Supplied records:
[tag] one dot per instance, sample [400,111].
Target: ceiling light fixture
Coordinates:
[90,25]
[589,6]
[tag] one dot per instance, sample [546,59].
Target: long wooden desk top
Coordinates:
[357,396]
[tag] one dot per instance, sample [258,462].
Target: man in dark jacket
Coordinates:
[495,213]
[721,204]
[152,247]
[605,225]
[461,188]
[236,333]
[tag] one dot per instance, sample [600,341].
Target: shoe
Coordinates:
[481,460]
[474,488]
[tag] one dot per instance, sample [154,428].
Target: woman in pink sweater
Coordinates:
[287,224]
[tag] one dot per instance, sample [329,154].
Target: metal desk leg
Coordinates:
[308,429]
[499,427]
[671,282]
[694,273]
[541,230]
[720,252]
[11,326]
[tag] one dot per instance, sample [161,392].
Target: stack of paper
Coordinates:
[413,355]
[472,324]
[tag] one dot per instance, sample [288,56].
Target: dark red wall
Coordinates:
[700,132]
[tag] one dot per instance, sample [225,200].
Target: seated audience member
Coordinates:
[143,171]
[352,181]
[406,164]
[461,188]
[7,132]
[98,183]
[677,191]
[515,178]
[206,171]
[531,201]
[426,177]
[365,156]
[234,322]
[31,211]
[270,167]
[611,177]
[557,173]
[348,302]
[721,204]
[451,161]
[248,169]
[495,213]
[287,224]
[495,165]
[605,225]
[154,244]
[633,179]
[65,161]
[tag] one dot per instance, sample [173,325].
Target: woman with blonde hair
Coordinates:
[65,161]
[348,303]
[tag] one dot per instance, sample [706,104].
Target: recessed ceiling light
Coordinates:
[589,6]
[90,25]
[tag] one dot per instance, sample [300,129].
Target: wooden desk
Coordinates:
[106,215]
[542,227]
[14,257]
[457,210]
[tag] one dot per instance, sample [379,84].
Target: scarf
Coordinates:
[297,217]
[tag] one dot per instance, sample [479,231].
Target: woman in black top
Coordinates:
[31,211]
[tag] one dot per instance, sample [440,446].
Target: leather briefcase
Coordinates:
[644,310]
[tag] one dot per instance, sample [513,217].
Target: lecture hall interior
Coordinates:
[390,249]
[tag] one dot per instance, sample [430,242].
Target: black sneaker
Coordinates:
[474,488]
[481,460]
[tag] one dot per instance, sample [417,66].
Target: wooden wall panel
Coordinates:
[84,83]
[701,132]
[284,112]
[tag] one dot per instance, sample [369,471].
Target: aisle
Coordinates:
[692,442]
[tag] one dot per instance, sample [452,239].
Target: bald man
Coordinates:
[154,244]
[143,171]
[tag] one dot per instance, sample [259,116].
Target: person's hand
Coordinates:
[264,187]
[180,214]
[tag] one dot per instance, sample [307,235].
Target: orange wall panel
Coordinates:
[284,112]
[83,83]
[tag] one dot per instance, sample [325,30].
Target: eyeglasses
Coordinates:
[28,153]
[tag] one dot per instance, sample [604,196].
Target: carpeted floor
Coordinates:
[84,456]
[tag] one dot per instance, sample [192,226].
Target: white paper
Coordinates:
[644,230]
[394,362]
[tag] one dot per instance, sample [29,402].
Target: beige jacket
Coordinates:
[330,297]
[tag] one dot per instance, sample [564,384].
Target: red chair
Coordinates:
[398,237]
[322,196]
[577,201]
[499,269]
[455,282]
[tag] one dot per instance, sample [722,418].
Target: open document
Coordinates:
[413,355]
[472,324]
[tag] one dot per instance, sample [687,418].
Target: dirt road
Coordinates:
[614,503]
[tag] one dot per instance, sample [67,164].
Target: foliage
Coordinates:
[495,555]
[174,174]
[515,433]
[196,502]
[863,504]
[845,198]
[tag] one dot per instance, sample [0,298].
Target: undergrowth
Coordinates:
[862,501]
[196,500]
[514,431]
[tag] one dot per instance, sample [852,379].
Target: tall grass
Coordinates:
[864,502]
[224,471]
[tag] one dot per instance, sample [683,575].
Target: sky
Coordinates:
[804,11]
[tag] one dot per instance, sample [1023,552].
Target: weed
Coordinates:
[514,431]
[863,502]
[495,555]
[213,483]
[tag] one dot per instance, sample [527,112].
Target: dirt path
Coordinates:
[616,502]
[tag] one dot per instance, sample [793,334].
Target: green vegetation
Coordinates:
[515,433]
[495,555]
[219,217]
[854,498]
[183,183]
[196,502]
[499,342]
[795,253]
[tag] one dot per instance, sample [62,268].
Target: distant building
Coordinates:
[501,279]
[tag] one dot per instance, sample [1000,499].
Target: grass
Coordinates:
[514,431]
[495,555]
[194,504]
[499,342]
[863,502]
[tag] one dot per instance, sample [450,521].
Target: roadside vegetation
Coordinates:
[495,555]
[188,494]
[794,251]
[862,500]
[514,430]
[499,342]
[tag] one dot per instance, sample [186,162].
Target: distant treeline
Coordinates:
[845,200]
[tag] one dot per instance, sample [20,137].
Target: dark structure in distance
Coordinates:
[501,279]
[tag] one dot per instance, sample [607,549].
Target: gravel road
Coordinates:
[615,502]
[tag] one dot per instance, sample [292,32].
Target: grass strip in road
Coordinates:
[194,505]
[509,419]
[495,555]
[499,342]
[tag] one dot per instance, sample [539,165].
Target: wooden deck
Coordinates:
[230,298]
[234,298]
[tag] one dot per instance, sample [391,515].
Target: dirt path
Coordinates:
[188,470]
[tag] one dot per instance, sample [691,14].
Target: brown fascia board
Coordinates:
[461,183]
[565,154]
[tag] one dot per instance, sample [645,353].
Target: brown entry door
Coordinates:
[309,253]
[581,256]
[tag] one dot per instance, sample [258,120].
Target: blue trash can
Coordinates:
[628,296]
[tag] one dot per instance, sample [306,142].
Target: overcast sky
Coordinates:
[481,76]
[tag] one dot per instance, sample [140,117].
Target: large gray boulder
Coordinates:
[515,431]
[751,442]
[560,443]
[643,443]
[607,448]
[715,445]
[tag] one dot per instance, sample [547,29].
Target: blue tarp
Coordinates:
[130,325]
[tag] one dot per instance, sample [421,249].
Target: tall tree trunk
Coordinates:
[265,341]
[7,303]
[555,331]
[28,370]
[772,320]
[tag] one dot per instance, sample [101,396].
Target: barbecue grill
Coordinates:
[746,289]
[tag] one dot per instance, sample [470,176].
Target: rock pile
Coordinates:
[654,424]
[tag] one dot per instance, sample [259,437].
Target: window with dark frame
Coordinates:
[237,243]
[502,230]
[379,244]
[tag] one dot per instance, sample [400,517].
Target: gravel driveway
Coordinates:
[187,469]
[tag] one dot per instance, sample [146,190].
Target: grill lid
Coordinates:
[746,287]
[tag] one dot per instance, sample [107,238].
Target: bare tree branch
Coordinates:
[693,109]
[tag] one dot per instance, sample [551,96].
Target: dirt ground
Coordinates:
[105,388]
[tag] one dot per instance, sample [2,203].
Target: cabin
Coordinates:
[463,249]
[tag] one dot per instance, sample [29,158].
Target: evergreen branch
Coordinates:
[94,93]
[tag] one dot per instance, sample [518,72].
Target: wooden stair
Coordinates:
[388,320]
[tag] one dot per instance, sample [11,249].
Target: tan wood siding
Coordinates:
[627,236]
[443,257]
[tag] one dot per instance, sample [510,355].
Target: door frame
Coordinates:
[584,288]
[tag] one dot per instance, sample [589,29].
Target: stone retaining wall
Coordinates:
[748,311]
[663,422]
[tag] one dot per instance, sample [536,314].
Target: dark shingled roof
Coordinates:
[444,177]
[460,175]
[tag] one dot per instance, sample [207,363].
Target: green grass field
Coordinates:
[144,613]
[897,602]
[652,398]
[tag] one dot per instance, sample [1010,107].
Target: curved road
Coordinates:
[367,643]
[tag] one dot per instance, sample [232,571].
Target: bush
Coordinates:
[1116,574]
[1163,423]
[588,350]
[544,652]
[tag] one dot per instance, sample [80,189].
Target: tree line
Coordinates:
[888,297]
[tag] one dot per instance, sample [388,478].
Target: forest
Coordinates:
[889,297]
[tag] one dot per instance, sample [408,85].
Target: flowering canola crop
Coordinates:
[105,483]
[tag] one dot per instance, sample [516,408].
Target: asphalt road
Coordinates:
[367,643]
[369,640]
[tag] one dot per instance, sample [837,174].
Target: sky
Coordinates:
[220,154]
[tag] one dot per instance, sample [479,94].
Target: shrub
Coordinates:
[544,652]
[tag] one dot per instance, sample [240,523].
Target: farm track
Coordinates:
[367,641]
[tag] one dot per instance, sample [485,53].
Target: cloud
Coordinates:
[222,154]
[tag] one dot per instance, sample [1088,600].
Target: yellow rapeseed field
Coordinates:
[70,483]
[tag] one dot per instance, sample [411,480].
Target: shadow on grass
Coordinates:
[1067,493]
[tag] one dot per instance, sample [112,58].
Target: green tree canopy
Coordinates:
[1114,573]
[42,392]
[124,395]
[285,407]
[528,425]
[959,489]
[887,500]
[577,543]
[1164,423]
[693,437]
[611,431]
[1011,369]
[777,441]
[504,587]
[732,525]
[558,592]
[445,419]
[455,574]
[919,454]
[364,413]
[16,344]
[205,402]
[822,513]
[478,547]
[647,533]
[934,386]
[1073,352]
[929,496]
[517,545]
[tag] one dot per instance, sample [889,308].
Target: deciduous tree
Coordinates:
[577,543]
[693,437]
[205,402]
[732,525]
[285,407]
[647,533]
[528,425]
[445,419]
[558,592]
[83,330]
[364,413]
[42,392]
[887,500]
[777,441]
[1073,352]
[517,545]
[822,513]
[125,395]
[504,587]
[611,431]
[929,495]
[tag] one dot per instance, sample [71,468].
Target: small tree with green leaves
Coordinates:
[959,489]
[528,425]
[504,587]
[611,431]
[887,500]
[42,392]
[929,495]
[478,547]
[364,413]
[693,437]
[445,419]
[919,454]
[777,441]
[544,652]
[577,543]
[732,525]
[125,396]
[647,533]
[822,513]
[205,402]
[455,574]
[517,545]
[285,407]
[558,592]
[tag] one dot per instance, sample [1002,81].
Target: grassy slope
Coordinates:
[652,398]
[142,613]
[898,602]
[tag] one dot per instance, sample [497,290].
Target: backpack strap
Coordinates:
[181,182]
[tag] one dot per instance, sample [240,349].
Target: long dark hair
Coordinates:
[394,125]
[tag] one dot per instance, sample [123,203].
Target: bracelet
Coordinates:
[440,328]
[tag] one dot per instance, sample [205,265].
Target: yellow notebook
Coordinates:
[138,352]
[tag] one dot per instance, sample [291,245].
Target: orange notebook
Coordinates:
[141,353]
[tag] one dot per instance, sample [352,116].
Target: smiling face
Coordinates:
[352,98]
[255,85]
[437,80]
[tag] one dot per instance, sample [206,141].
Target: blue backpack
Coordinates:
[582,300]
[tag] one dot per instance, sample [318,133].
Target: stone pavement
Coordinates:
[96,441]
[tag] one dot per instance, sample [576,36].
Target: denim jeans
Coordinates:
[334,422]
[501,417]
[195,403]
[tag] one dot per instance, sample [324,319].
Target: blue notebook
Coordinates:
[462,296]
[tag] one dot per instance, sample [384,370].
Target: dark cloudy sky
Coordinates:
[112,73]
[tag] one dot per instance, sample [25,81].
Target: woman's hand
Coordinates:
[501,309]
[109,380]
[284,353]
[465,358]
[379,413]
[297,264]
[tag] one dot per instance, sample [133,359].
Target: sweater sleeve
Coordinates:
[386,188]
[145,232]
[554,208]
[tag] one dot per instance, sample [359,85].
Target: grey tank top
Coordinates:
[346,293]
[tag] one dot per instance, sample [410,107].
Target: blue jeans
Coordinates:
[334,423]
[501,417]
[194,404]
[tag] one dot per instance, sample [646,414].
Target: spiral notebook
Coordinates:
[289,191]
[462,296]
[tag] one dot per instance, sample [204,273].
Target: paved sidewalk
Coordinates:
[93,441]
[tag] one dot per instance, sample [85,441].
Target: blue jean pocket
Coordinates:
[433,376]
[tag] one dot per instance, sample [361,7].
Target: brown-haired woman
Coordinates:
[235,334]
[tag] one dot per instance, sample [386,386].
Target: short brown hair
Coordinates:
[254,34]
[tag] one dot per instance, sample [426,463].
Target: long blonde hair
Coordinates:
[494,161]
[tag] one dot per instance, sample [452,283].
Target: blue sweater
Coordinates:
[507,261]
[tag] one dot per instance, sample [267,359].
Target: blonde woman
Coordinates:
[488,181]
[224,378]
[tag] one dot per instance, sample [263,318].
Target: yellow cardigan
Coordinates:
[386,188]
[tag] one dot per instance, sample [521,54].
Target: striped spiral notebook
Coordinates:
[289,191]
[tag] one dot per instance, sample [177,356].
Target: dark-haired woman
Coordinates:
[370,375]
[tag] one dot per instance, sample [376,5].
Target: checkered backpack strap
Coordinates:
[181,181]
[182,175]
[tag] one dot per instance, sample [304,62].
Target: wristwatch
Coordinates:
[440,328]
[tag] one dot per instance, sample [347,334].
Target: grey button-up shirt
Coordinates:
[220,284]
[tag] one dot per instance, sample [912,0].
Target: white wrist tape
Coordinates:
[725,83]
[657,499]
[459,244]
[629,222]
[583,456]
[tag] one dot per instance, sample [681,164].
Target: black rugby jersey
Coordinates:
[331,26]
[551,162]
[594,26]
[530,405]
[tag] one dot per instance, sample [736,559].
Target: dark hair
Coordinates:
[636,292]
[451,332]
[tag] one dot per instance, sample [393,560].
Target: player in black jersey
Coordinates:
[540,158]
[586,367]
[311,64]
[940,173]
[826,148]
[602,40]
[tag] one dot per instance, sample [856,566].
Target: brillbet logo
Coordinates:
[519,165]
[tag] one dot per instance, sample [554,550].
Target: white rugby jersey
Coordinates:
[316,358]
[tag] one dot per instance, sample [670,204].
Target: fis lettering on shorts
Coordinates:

Work instructions: Emit verbatim the lines running from the one with "[tag] one dot per instance, sample [177,356]." through the last line of the data, both endpoints inclusive.

Finished task:
[tag] one dot per instance, sample [177,356].
Target: dark-haired woman
Coordinates:
[370,375]
[tag] one dot per instance, sample [376,5].
Target: checkered backpack strap
Coordinates:
[181,181]
[182,175]
[tag] one dot per instance, sample [304,62].
Target: wristwatch
Coordinates:
[440,328]
[tag] one dot per instance, sample [347,334].
Target: grey button-up shirt
Coordinates:
[220,284]
[tag] one dot per instance, sample [912,0].
Target: white wrist tape
Coordinates:
[725,83]
[657,499]
[459,244]
[629,222]
[583,456]
[tag] one dot per instance, sample [681,164].
Target: black rugby jersey
Coordinates:
[331,26]
[551,162]
[594,26]
[530,405]
[tag] one dot per instance, sample [736,559].
Target: dark hair
Coordinates:
[636,292]
[451,332]
[tag] one dot per instance, sample [393,560].
Target: player in black jersey
Coordinates:
[540,158]
[586,367]
[311,64]
[940,173]
[826,148]
[602,40]
[tag] one dot per instance, sample [856,566].
Target: brillbet logo
Coordinates:
[519,165]
[tag] one dot per instance, sample [554,550].
Target: white rugby jersey
Coordinates:
[316,358]
[tag] one dot per instance, sample [670,204].
Target: fis lettering on shorts
Coordinates:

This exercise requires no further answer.